[Exercises to complete]
[a] In the passage on the Los Angeles fires, what place does Getty call her "second home"?
[b] Retype the stretch of the passage on the Los Angeles fires from "In Malibu—where fires" through "remain changed forever.".

[Extract provided]
— START —
In Malibu—where fires devastated the community as recently as 2018—fires burned structures on both sides of the Pacific Coast Highway (PCH). Surfer and writer Jamie Brisick believes parts of Malibu may remain changed forever.

Multiple communities in Los Angeles were reshaped by the fires (Photo credit: Andrew Goldner (top) Madi Pearce (middle), Josh Edelson/Getty Images (bottom)

“Malibu is such a joyous place, but now, driving north on PCH, to see the devastation of all those beachfront homes will totally change the experience,” he said. “There’s almost this sort of glamour of driving north on PCH—you pass Nobu, and there might be paparazzi out front, and you pass the Soho House, and there’s glamour there, and then there’s Billionaire Beach, with hundred-million dollar homes, and now to see what it is, all firebombed the way it is, will bring you to Malibu in a different mood. It will be a completely different energy now.”

Getty, who calls Eaton Canyon her “second home,” told Outside that she’s spent much of the week thinking about the trails and canyons where she leads groups. “Grieving the loss of trails is so insignificant to the loss of someone’s home,” she said.
— END —
[Records provided]
— START —
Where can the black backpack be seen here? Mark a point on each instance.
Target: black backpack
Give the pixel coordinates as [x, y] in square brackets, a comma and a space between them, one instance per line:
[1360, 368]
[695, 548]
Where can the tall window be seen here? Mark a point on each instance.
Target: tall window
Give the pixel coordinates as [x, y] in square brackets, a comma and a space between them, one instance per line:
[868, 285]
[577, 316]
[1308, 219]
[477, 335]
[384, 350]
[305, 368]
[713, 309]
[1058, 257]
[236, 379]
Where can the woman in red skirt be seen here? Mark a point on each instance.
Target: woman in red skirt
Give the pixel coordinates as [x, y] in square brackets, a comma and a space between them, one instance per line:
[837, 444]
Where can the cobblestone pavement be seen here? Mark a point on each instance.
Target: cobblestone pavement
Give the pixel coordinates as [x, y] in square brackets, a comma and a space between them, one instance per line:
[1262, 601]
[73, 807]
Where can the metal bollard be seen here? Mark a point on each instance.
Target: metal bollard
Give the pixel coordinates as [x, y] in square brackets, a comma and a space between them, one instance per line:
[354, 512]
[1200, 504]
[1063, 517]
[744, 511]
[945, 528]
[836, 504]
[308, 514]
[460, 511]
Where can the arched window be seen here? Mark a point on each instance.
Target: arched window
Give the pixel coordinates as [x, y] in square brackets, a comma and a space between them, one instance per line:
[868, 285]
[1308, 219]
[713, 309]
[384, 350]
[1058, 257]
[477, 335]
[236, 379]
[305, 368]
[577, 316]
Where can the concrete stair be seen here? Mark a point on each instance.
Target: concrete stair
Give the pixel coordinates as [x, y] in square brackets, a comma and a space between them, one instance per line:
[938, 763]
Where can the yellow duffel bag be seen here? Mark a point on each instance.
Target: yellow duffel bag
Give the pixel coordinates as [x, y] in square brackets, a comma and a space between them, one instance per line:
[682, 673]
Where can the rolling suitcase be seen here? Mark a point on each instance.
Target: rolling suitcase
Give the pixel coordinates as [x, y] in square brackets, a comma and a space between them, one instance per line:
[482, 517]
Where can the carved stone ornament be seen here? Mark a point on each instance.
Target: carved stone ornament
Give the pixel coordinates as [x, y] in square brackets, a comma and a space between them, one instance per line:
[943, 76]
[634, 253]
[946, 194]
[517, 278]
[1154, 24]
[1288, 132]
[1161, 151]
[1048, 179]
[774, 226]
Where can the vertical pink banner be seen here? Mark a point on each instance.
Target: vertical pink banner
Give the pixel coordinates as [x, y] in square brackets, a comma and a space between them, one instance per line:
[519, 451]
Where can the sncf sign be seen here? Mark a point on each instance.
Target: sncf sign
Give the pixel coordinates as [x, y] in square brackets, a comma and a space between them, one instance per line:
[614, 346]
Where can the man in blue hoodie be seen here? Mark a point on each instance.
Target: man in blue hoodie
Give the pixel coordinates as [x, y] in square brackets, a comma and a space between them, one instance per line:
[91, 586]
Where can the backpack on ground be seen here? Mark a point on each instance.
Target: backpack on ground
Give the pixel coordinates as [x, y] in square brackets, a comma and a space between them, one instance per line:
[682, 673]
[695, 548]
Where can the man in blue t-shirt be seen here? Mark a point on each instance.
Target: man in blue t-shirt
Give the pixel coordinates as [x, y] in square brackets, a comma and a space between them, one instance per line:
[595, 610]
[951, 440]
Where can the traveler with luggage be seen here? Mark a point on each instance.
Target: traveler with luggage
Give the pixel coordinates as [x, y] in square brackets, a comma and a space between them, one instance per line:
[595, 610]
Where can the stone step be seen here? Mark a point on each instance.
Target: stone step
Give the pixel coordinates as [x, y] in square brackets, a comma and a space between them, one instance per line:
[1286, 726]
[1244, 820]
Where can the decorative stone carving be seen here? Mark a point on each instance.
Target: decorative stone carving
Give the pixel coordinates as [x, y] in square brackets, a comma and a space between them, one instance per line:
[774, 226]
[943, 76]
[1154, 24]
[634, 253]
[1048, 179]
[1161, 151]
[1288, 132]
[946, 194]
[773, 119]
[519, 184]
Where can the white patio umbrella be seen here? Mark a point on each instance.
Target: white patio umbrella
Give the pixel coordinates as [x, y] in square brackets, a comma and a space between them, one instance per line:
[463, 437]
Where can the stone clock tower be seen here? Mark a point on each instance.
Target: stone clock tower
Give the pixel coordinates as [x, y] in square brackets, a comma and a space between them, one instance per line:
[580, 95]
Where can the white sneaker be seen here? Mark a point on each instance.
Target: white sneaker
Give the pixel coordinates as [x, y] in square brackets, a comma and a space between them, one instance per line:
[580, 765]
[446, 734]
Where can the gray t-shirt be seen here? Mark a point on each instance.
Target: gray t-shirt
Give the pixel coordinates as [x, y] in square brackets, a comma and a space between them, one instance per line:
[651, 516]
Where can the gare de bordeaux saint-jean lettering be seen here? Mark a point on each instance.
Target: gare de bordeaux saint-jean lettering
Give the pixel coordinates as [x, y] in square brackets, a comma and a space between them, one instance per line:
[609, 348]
— END —
[Responses]
[a] Eaton Canyon

[b]
In Malibu—where fires devastated the community as recently as 2018—fires burned structures on both sides of the Pacific Coast Highway (PCH). Surfer and writer Jamie Brisick believes parts of Malibu may remain changed forever.